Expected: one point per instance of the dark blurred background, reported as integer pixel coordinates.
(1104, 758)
********************
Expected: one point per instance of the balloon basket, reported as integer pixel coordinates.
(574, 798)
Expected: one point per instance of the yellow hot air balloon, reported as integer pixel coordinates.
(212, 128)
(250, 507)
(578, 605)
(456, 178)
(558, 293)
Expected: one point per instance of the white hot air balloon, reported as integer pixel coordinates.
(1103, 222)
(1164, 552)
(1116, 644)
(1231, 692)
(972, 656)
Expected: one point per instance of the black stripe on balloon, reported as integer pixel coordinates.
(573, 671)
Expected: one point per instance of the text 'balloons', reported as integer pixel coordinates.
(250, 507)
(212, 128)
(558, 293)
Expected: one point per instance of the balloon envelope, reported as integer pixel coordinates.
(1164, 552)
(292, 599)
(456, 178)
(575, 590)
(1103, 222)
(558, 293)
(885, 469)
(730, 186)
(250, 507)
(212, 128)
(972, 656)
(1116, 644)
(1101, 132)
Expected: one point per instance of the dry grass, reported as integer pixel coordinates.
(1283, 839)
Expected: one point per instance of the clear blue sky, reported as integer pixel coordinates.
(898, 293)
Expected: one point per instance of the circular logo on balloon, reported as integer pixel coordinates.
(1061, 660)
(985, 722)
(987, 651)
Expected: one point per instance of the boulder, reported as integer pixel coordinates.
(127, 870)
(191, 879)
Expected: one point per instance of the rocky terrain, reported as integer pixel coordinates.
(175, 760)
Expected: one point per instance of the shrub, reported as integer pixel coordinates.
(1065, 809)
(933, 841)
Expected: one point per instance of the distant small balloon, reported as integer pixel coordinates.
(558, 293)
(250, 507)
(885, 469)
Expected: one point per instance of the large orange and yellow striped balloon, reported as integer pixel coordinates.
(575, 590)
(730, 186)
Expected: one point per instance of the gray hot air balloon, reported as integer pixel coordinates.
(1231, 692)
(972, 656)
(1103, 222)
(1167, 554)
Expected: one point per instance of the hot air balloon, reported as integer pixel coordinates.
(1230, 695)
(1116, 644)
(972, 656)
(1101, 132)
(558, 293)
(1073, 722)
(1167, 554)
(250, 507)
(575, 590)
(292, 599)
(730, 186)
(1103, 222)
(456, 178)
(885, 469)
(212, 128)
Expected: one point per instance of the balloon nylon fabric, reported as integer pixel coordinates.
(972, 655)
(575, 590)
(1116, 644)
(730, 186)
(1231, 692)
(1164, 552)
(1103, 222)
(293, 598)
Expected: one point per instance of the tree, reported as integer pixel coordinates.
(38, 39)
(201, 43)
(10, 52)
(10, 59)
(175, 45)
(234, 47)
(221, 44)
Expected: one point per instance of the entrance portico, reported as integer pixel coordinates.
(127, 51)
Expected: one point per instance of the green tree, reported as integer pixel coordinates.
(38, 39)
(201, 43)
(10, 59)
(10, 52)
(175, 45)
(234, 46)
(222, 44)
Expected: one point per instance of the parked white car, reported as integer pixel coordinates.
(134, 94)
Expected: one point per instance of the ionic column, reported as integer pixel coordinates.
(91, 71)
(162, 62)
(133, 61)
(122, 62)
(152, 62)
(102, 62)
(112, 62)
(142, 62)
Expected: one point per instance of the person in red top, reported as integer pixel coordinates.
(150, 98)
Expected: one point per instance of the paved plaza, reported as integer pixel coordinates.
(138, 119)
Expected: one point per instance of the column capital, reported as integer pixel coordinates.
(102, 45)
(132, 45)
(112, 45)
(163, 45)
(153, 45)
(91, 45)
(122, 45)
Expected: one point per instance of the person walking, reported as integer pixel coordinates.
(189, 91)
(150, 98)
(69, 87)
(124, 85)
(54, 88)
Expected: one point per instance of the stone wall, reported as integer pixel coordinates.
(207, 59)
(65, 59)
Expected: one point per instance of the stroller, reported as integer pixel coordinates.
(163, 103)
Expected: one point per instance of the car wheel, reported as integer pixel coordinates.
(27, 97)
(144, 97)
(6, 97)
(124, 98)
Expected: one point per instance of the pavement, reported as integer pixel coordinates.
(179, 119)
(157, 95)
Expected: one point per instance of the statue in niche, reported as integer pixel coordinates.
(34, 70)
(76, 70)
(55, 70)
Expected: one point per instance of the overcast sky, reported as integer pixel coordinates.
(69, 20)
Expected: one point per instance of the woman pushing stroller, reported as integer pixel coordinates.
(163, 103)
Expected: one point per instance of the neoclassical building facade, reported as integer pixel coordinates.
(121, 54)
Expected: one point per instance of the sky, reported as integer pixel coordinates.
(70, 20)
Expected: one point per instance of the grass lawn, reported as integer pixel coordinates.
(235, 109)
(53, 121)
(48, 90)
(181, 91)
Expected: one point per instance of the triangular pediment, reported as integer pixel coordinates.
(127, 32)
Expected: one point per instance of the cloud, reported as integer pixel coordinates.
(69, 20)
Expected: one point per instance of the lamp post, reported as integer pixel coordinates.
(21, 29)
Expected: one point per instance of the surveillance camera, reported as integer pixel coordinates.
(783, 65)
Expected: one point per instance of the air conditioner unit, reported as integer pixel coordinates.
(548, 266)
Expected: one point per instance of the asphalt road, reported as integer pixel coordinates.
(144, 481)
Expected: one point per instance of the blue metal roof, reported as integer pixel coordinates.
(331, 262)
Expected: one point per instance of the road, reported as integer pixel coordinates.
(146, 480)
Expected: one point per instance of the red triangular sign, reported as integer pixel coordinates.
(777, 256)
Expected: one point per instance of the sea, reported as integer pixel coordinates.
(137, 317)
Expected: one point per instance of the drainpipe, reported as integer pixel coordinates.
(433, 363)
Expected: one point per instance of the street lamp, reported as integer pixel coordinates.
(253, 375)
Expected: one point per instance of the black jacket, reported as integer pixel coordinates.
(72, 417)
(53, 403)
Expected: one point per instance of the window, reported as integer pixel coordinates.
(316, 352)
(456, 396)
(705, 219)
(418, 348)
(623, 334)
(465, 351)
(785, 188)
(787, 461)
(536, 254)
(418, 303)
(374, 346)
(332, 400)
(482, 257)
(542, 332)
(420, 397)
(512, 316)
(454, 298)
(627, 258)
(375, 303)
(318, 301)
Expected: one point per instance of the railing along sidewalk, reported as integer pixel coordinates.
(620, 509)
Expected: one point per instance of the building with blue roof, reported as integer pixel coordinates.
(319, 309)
********************
* **WHAT THE EXERCISE ASKS**: Copy out the records verbatim, beginning at the line that contains "Expected: one point per instance of the dark" and continuing through the line that contains "(1104, 758)".

* **RESULT OF THIS TASK**:
Expected: one point per instance of the dark blurred background, reported as integer pixel coordinates.
(1104, 758)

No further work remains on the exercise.